** start **

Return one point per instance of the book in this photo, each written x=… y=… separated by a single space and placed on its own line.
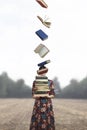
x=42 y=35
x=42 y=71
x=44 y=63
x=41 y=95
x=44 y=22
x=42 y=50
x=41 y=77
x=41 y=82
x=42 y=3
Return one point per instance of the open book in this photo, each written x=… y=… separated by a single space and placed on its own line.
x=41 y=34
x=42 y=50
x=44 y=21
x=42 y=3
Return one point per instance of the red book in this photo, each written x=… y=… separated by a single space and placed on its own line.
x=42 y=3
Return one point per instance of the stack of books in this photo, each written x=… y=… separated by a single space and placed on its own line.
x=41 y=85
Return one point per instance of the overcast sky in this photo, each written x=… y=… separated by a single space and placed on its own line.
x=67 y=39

** end **
** start **

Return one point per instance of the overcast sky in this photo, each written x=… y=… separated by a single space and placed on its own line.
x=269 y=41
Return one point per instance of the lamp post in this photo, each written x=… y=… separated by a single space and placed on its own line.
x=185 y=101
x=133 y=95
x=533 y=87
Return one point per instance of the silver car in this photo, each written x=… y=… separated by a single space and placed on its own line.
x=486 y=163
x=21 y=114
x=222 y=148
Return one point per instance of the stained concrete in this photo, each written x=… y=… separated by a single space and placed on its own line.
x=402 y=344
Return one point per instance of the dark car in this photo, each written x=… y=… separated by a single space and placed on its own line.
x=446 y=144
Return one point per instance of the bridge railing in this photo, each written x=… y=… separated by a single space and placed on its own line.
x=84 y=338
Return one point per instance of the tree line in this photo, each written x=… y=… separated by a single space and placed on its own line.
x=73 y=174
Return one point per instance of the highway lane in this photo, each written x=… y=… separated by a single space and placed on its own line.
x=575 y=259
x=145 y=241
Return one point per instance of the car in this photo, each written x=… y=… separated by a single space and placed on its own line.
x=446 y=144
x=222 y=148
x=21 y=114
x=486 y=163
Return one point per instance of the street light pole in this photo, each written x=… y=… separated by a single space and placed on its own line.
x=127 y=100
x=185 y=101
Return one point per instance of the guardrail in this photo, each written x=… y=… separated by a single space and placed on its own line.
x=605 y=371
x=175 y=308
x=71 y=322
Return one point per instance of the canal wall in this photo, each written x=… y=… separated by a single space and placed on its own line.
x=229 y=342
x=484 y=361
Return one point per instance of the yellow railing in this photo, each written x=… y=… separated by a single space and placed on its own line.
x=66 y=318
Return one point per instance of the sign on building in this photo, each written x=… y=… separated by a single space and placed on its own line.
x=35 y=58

** end **

(WHAT YOU ARE ASKED TO DO)
Give as a JSON list of strings, one per line and leaving out blank lines, the rows starting with the line containing "Return one point per instance of the silver" and going on through the line containing "x=484 y=361".

(SOLUTION BELOW)
[
  "Return one point per instance of the silver car in this photo, each written x=… y=… separated by a single space and placed on its own line.",
  "x=486 y=163",
  "x=21 y=114",
  "x=222 y=148",
  "Return one point per instance of the stained concrete in this photo, each written x=… y=… separated by a single space and placed on its own line.",
  "x=402 y=344",
  "Return one point per instance of the dark car in this photo, each written x=… y=… separated by a single space and placed on its own line.",
  "x=446 y=144",
  "Return one point per instance of the bridge railing in this photo, each written x=… y=… separated by a single space and placed on its own line.",
  "x=84 y=338",
  "Return one point per instance of the tree line in this photo, each written x=… y=… separated by a single space and placed on its own line.",
  "x=73 y=174",
  "Return one point per instance of the highway lane in this photo, each written x=… y=… separated by a single space and placed on its own line.",
  "x=575 y=259",
  "x=145 y=241",
  "Return one point per instance of the car in this photo, each written x=… y=… separated by a single space and placed on its own line.",
  "x=446 y=144",
  "x=222 y=148",
  "x=21 y=114",
  "x=486 y=163",
  "Return one point per instance of the street light pole in this photo, each written x=… y=… separated by a single space and placed on its own line.",
  "x=127 y=100",
  "x=185 y=101",
  "Return one point per instance of the guardrail in this photo, each written x=… y=… separated by a single space and placed on its own line.",
  "x=605 y=371",
  "x=175 y=308",
  "x=71 y=322",
  "Return one point per instance of the canal wall in this photo, each written x=… y=… separated by a single space and placed on its own line.",
  "x=229 y=342",
  "x=484 y=361"
]